§ **Source records**:
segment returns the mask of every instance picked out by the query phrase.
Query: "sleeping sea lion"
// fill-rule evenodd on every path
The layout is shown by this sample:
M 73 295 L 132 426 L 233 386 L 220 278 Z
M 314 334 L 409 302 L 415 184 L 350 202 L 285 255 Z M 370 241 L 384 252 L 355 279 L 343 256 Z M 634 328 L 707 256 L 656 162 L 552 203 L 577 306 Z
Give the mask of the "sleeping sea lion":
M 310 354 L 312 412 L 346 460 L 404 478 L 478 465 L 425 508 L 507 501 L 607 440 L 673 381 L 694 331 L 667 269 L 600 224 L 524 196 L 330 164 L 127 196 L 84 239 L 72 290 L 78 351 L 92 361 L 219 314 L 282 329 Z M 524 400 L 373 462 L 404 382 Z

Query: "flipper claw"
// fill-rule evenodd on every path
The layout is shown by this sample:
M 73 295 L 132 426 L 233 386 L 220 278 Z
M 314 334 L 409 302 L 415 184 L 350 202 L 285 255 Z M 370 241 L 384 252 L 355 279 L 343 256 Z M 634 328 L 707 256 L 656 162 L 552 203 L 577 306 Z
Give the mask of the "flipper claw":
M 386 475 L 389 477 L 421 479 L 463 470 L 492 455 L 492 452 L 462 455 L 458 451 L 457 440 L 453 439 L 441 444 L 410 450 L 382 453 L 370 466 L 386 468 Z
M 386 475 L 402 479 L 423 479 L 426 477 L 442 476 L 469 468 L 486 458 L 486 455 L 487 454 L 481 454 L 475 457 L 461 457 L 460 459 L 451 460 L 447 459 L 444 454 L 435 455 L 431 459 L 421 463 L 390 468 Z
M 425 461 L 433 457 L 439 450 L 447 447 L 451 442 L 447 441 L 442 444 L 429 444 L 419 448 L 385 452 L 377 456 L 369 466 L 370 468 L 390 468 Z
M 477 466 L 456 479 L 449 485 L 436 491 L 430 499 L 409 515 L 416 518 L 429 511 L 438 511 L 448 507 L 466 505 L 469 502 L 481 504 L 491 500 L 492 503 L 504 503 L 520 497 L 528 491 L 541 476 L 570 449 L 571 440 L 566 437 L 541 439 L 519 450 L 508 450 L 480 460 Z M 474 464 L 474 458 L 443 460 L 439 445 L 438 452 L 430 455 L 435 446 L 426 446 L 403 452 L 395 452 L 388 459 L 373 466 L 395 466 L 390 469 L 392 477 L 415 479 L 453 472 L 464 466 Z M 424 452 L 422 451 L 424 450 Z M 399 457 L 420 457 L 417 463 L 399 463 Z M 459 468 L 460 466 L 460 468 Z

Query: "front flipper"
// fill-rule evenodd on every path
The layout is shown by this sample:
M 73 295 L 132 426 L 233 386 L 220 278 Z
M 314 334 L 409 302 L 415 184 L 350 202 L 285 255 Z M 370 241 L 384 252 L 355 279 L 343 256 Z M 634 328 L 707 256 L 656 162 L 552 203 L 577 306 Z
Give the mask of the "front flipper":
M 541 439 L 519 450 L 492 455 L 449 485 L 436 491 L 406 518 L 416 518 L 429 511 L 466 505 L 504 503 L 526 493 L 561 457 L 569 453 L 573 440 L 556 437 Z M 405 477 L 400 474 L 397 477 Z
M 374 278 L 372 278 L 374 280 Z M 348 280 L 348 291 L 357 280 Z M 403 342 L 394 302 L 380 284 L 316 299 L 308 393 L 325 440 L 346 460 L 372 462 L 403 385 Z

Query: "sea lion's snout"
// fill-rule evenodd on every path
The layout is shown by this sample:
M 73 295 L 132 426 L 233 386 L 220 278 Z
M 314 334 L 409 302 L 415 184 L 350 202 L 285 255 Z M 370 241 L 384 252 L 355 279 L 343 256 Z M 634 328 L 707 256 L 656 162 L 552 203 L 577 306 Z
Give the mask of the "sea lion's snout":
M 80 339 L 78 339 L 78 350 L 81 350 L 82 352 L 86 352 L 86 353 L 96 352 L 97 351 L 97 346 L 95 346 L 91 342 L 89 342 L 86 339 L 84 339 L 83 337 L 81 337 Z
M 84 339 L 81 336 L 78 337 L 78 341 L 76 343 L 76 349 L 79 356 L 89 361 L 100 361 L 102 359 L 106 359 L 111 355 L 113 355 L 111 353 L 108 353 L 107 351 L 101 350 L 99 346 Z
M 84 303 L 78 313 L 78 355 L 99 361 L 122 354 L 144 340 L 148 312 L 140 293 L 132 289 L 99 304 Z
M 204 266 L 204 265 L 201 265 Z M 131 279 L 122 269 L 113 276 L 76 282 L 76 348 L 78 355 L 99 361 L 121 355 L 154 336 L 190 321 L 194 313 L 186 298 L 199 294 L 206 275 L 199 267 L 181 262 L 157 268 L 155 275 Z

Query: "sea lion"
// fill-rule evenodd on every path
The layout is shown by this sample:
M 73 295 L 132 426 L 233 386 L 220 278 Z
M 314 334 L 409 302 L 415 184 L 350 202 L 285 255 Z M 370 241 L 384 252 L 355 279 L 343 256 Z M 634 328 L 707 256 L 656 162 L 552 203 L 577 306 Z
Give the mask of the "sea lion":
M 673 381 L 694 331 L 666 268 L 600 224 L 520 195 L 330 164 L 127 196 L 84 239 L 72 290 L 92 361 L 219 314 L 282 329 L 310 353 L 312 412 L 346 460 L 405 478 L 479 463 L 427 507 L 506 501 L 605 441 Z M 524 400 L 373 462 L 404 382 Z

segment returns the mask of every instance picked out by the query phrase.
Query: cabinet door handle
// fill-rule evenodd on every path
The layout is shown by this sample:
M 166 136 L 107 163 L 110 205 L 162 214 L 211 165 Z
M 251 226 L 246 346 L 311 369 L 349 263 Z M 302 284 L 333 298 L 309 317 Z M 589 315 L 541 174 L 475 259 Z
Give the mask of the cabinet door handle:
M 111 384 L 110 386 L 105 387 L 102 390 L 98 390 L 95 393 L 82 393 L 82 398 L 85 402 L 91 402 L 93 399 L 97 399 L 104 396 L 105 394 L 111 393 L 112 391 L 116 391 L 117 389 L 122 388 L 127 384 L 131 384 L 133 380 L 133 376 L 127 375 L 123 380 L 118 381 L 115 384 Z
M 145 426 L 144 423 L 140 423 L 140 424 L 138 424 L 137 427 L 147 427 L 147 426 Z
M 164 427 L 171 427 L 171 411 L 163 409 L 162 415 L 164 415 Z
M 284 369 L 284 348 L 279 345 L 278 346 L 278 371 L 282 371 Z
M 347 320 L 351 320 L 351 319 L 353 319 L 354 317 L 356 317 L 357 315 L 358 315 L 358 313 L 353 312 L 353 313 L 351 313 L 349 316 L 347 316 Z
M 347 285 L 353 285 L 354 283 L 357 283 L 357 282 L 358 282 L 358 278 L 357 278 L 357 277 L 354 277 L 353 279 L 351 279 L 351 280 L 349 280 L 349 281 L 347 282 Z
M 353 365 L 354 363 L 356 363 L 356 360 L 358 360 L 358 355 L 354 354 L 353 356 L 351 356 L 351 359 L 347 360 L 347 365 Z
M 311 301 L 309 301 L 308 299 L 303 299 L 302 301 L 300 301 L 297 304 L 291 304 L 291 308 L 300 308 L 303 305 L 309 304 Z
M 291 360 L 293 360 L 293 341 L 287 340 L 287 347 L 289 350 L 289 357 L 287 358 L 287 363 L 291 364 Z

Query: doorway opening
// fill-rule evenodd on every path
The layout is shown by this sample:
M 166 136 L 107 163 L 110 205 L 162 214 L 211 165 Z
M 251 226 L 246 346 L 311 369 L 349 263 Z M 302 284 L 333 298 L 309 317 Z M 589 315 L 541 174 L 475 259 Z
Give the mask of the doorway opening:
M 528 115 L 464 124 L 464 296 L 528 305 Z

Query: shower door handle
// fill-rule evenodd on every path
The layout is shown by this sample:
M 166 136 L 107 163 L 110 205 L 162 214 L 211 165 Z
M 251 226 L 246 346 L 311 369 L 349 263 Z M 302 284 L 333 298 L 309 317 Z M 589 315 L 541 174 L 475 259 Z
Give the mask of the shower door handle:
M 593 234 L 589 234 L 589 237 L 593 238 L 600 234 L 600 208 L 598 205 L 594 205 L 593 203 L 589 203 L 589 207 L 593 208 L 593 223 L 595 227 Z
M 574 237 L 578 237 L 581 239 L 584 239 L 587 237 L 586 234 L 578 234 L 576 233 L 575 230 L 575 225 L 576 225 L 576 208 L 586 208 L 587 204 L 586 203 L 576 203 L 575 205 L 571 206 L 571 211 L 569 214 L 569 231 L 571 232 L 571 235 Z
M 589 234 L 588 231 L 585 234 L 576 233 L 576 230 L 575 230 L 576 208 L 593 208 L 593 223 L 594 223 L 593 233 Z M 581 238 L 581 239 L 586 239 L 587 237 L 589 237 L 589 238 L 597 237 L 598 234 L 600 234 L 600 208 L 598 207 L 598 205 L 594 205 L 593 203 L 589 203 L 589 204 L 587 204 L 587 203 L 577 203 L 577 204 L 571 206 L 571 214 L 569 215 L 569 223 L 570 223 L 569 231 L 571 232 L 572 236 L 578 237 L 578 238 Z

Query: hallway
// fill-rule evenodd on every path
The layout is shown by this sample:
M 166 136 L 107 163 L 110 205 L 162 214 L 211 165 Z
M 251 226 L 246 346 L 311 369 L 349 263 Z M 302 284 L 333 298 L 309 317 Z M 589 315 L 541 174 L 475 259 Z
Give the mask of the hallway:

§ **Problem details**: Going through the data above, return each line with the word "hallway".

§ **Result for this exercise**:
Query: hallway
Give the mask of the hallway:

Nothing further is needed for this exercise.